> [Exercise passage]
□ □ □ □ □
Albertson's responds that the information called for by these categories of the Rule 30(b)(6) Notice concerns "factual information relating to the EEOC's claims in this lawsuit. . . ." Defendant Albertson's LLC's Opposition to Plaintiff EEOC's Motion for a Protective Order [Doc. # 61, filed 1/12/2007] (the "Response") at p. 5.

The complaint alleges that the Albertson's distribution center is a hostile work environment where employees are subjected to harassment based on race and national origin and that employees at the distribution center are subjected to disparate treatment based on their race, color, and national origin. Complaint [Doc. #1, filed 6/30/2007] at pp. 3, 5. Albertson's is entitled to conduct discovery "regarding any matter, not privileged, that is relevant to the claim or defense of any party, including the existence, description, nature, custody, condition, and location of any books, documents, or other tangible things and the identity and location of persons having knowledge of any discoverable matter." Fed.R.Civ.P. 26(b)(1). Categories 1-2 and 19-20 of the Rule 30(b)(6) Notice seek information that is obviously relevant. Nor must Albertson's be content with the EEOC's investigation file. For example, Albertson's may ask what documents were reviewed in the course of the EEOC investigation and what documents evidence that there is discrimination at the distribution center; or Albertson's might ask the identity of persons the EEOC believes have knowledge about the claimed discrimination. The answers to these questions may or may not be in the investigation file, or the information in the investigation file may not be complete.

The EEOC also claims that these categories seek information protected from discovery by the attorney work product doctrine and the deliberative process privilege. As Albertson's points out, however, "not a single question has been asked at deposition. . . ." Response at p. 7.
□ □ □ □ □
[Saved entries]
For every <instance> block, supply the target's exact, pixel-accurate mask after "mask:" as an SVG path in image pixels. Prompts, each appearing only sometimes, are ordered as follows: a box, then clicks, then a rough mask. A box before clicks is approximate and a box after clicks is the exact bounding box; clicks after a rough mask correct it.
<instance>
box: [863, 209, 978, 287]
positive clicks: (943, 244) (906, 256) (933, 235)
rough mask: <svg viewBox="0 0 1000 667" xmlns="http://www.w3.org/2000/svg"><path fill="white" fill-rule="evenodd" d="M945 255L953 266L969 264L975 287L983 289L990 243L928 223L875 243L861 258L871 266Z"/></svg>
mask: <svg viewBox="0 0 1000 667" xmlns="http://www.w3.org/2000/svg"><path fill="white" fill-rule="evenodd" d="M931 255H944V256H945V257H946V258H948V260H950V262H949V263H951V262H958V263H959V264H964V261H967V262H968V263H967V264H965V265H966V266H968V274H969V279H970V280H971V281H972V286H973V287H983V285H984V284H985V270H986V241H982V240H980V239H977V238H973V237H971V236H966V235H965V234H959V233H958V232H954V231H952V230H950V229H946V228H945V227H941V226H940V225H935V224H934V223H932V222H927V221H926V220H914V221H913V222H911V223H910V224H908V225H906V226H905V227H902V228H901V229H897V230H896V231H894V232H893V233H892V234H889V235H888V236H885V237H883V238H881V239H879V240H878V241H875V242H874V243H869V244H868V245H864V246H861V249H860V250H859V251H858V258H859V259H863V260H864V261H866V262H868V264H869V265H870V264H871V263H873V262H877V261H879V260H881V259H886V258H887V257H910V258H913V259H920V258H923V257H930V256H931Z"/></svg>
□ □ □ □ □
Pick up the court ruling on the EEOC's protective order motion after its last sentence and carry it forward.

> [Response]
The Tenth Circuit Court of Appeals has disapproved the use of a blanket assertion of privilege, holding:

A general refusal to cooperate [in discovery] is not enough. [A lawyer asserting a privilege] must normally raise the privilege as to each record sought and each question asked so that . . . the court can rule with specificity.
United States v. Hodgson, 492 F.2d 1175, 1177 (10th Cir. 1974);see In re Grand Jury Subpoena, 697 F.2d 277, 279 n. 1 (10th Cir. 1983) (noting that the Tenth Circuit has "explicitly condemned . . . a blanket assertion" of privilege, citing United States v. Hodgson).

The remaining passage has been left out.